**EXERCISE REQUIREMENTS:** A faithful copy of the data below is required, leaving out every picture.

[Saved data entries]
※
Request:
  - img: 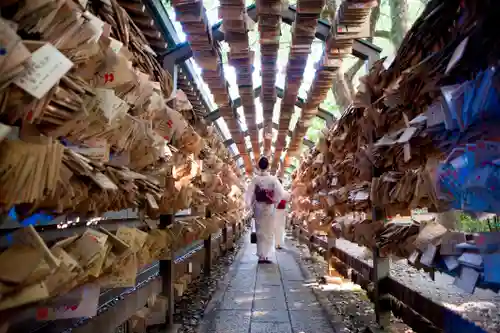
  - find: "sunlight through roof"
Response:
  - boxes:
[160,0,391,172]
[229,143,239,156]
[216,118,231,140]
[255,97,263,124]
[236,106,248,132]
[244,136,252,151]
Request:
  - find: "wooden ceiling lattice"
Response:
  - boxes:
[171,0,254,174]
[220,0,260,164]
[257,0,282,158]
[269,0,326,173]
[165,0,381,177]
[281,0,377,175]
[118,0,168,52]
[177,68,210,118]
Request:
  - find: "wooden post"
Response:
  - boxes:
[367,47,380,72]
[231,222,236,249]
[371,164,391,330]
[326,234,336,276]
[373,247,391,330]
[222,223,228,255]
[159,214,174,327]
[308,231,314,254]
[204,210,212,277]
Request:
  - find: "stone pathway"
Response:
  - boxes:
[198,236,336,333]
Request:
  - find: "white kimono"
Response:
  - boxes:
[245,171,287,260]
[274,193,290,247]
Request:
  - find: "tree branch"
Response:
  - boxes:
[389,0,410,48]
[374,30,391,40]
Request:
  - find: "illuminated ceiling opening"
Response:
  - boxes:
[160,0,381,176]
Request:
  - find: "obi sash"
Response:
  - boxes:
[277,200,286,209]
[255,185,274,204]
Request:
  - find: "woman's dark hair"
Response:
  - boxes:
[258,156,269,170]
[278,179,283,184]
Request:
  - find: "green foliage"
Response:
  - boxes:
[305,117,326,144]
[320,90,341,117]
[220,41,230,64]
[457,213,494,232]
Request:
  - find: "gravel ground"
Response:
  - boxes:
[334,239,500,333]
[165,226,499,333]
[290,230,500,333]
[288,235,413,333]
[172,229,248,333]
※
**WRITTEN ANSWER:**
Request:
  - img: 
  - find: "sunlight through roof"
Response:
  - boxes:
[160,0,391,172]
[229,143,239,156]
[216,118,231,140]
[255,97,263,124]
[236,106,248,132]
[244,136,252,151]
Request:
  - find: "wooden ceiling lattice"
Response:
  - boxes:
[171,0,254,174]
[220,0,260,164]
[257,0,282,158]
[269,0,326,173]
[165,0,381,177]
[281,0,377,175]
[118,0,168,52]
[177,68,210,118]
Request:
  - find: "wooden post"
Response:
  - boxes:
[367,47,380,72]
[231,222,236,249]
[371,164,391,330]
[326,234,336,276]
[373,247,391,330]
[222,223,228,255]
[159,214,174,327]
[308,231,314,254]
[204,210,212,277]
Request:
  - find: "stone pathway"
Response:
  - boxes:
[198,236,336,333]
Request:
  - find: "white kimono"
Response:
  - boxes:
[245,171,287,260]
[274,193,290,247]
Request:
  - find: "tree branch"
Response:
  - boxes:
[389,0,410,48]
[374,30,391,40]
Request:
  - find: "illuminated ceiling opening"
Response:
  - boxes:
[160,0,381,176]
Request:
  - find: "obi sash"
Response:
  - boxes:
[277,200,286,209]
[255,185,274,204]
Request:
  - find: "woman's dark hair"
Response:
  - boxes:
[258,156,269,170]
[278,179,283,184]
Request:
  - find: "green foliage"
Response:
  - boxes:
[305,117,326,144]
[320,90,341,117]
[220,41,230,64]
[457,213,494,232]
Request:
  - find: "gravel ground"
Response:
  - boxes:
[334,239,500,333]
[165,226,499,333]
[290,230,500,333]
[288,235,413,333]
[172,229,248,333]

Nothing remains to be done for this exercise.